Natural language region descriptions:
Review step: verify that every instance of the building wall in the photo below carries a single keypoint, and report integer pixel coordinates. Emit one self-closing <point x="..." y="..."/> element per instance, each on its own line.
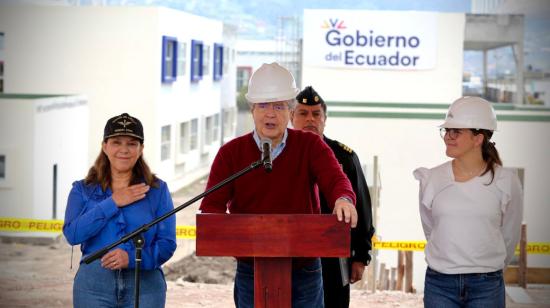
<point x="36" y="134"/>
<point x="440" y="84"/>
<point x="16" y="133"/>
<point x="405" y="139"/>
<point x="117" y="64"/>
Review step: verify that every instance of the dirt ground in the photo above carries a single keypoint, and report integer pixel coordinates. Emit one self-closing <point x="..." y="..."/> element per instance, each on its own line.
<point x="38" y="275"/>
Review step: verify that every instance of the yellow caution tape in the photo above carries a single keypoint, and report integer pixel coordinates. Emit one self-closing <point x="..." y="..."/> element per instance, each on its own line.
<point x="400" y="245"/>
<point x="186" y="232"/>
<point x="190" y="232"/>
<point x="30" y="225"/>
<point x="536" y="248"/>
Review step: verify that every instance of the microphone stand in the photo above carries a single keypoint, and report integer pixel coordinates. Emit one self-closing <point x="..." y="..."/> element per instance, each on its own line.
<point x="137" y="237"/>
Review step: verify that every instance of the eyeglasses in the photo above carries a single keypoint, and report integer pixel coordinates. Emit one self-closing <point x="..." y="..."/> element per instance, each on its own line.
<point x="277" y="107"/>
<point x="453" y="133"/>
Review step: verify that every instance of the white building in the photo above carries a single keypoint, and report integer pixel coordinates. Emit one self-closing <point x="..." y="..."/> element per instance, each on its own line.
<point x="390" y="108"/>
<point x="43" y="150"/>
<point x="172" y="70"/>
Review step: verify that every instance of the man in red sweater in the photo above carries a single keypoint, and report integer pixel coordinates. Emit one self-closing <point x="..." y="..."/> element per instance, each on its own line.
<point x="302" y="162"/>
<point x="310" y="114"/>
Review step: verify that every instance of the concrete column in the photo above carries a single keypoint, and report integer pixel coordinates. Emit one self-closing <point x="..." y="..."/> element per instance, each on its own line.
<point x="520" y="86"/>
<point x="485" y="75"/>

Work required.
Retype every record above word for word, leaving out any pictures.

Solution to this exercise.
Review step: verify that every instance of the building wall in the photo below carries a single keypoint, and report integer pixel coordinates. Emit one self-closing <point x="..." y="..."/> element per instance, each on its own line.
<point x="36" y="134"/>
<point x="440" y="84"/>
<point x="16" y="133"/>
<point x="405" y="139"/>
<point x="117" y="64"/>
Review step: verify that every instance of the dirt ground in the photo above carries a single keypoint, and report integer pixel coordinates. Emit one self-closing <point x="..." y="..."/> element per instance, each on its own line.
<point x="38" y="275"/>
Review step: verify that every instance of the yellow caution tape in the photo above carries a single keypoint, and report integer pixel coordinates. Emit one self-closing <point x="..." y="..."/> element per instance, each on its own line.
<point x="400" y="245"/>
<point x="186" y="232"/>
<point x="190" y="232"/>
<point x="30" y="225"/>
<point x="536" y="248"/>
Review step: verify that every instance of the microphone stand in the photo above carries a single keypoint, and report integer pixel coordinates. Emit one self-closing <point x="..." y="..."/> element per instance, each on its own line.
<point x="137" y="237"/>
Review step: verify that every instance of the eyeglasses in the photo above carries a single keypoint, and report integer pixel coordinates. Emit one self-closing <point x="..." y="..."/> element per instance, each on its own line.
<point x="277" y="107"/>
<point x="453" y="133"/>
Review step: verify that every instance of the white building in the photo above carries a single keypoint, and report integer pixel coordinates. Emit one self-closing <point x="..." y="..."/> element per instance, each on its own line.
<point x="390" y="108"/>
<point x="43" y="150"/>
<point x="172" y="70"/>
Review step: verify that every instance of the man in red sweater in the photo above carries a single keypoint, and report integer pixel coordinates. Emit one self-closing <point x="..." y="..."/> element per instance, each on its own line.
<point x="302" y="162"/>
<point x="310" y="114"/>
Review step: verify that every instance of the concrete column in the photo above carries a single keypoint, and report integer pixel coordinates. Emit one self-closing <point x="..." y="..."/> element per instance, each on its own line.
<point x="520" y="86"/>
<point x="485" y="75"/>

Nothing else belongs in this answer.